Soft-spoken but exacting, Brianne began all three sessions with lots of transitions. “I like to do a lot of transitions because it’s a nice way to see if your horse is responsive to your aids,” she explained. “Transitions are a simple exercise and anyone can do them. They don’t have to rough; the horses understand what is being asked.”
Brianne began each session by asking riders to lengthen the trot down the long side of the ring and then sit and collect the trot on the short side. “There should be a definite change between the long and short stride,” she called. She insisted the riders focus on their horse’s speed and spacing themselves out equally around the ring.
Satisfied with the trot work, Brianne had the riders canter and work on canter–trot transitions. In the more advanced group, she also asked riders to lengthen and collect the canter. “Be careful not to rush into the transitions. Work on staying calm and keeping him slow,” Brianne called to Marilyn Walker on Cruz, who was becoming quick in the exercise. “You can sit the trot, whatever you need to do to slow him down.”
After riders worked in canter in both directions, Brianne had riders trot two ground poles, about 48 feet apart, insisting they keep the horses straight through the line and over the center of each pole. “First you worry about the first pole, and then the second pole,” called Brianne to a rider who seemed to lose focus. “You have to maintain the rhythm that you want and concentrate on each pole.”

[Stored data entries]
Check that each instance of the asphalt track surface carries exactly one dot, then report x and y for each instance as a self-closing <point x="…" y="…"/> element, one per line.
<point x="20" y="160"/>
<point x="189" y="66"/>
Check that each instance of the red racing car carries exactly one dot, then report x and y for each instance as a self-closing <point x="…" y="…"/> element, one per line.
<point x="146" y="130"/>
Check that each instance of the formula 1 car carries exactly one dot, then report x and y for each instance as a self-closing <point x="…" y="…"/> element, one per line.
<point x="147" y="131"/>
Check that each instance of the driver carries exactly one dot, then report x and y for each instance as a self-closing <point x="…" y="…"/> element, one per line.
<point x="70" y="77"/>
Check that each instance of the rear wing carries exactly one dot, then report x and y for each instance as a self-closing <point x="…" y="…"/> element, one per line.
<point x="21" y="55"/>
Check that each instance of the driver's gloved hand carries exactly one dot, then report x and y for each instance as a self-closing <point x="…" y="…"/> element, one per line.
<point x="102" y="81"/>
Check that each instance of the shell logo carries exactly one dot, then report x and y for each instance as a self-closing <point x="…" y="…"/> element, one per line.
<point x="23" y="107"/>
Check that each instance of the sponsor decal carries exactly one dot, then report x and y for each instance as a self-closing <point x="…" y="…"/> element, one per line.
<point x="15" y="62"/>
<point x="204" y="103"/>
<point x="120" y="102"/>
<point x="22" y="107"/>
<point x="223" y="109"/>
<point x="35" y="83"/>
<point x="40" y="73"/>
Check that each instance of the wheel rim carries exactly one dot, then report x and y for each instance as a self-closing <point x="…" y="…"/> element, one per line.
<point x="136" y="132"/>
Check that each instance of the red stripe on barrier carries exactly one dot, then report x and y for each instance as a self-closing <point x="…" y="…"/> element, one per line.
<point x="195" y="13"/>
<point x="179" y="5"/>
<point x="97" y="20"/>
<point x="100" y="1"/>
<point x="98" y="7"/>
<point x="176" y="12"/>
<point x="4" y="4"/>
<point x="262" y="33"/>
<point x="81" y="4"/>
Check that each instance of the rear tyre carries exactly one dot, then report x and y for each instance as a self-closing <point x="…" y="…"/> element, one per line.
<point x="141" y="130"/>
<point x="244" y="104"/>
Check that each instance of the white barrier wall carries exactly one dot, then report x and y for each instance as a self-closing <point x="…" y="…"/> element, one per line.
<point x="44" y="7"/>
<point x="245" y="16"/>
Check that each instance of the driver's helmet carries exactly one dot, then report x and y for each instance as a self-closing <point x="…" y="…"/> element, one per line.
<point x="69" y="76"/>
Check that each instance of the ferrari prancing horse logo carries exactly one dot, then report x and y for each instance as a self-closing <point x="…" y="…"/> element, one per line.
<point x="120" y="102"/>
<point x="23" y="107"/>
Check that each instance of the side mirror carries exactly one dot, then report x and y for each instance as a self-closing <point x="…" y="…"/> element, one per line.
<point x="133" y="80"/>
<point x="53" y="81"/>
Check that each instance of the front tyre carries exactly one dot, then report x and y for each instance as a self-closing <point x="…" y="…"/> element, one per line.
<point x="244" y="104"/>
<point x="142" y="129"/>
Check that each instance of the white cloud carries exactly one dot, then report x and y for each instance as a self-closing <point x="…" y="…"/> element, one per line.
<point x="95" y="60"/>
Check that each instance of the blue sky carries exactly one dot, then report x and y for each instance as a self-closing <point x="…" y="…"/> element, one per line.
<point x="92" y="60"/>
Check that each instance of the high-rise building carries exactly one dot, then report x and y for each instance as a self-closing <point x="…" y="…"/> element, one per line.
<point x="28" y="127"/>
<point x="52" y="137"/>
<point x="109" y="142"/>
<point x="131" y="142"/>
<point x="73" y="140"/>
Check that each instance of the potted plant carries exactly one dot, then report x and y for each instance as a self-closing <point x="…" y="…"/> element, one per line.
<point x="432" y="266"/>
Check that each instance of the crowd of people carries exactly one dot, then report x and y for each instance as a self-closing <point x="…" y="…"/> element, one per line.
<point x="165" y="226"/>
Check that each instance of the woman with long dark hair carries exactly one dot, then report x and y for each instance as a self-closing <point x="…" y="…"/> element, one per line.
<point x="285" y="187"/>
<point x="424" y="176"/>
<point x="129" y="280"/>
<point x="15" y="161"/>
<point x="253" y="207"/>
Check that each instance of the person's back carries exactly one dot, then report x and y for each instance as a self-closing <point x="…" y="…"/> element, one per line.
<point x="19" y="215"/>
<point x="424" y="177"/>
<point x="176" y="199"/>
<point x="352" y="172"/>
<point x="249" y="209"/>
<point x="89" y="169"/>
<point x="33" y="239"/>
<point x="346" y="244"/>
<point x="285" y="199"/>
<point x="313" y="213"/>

= WHAT TO DO =
• a. Check each statement against the clinic report and answer yes or no, quoting the words of the report that decide it. (i) Every session opened with riders lengthening the trot on the long side and collecting it on the short side. (ii) Lengthening and collecting the canter was asked of riders in all groups. (iii) The two ground poles were placed about 48 feet apart.
• b. Pick up the clinic report after its final sentence and carry it forward in the same style.

= ANSWERS TO THIS EXERCISE =
• a.
(i) Yes: "Brianne began each session by asking riders to lengthen the trot down the long side of the ring and then sit and collect the trot on the short side."
(ii) No: "In the more advanced group, she also asked riders to lengthen and collect the canter."
(iii) Yes: "trot two ground poles, about 48 feet apart"

• b.
Once the horses were trotting through calmly, Brianne had the students canter through the same exercise in four strides, adjusting the space between the poles for different horses’ stride lengths. When Cruz was quick through the line, Brianne gently corrected Marilyn. “Don’t let him take over and pull you down the line. You’re in charge.” Brianne had her ask Cruz to walk, calm down and start over. She instructed Marilyn to revisit their trot-canter transitions on a circle. Once Cruz was quiet, Brianne asked her to take him through the pole exercise again. “It’s a matter of him understanding what you want,” said Brianne, “And when you have him in proper connection and balance, he does it all.”
Brianne added elements to the ground-pole exercise one at a time, building on a progression. She had the participants canter on the left lead over the ground-pole line on the long side in four strides, then continue around the short side of the arena to a small crossrail set at the end of a diagonal. They then cantered on the right lead all the way around the ring and down the opposite diagonal over a vertical, turning left afterward and halting on the short side.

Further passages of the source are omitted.